> **WHAT IS EXPECTED**: Print each record exactly as it appears, but drop the images.

(SOURCE INFORMATION begins)

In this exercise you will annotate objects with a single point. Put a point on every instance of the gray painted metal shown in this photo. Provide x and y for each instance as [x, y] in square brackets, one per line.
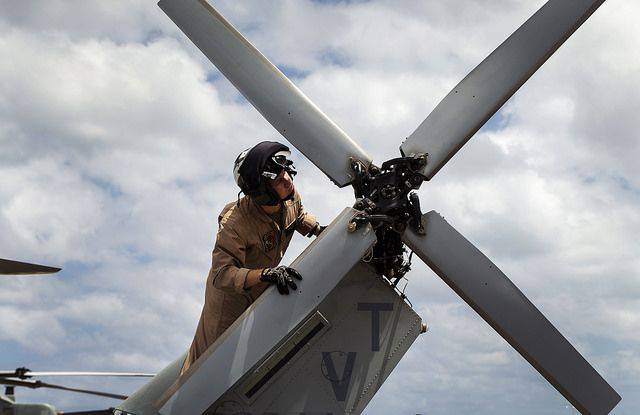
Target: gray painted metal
[274, 96]
[342, 369]
[9, 267]
[481, 93]
[501, 304]
[261, 328]
[143, 401]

(SOURCE INFORMATION ends)

> **TASK ANSWER**:
In this exercise you will annotate objects with a single point. Put a point on every instance of the gray painted metal shown in this photo. Provide x and y for each instance as [x, y] in square brackets, one per line.
Target: gray painted metal
[274, 96]
[342, 369]
[9, 267]
[481, 93]
[501, 304]
[261, 328]
[143, 401]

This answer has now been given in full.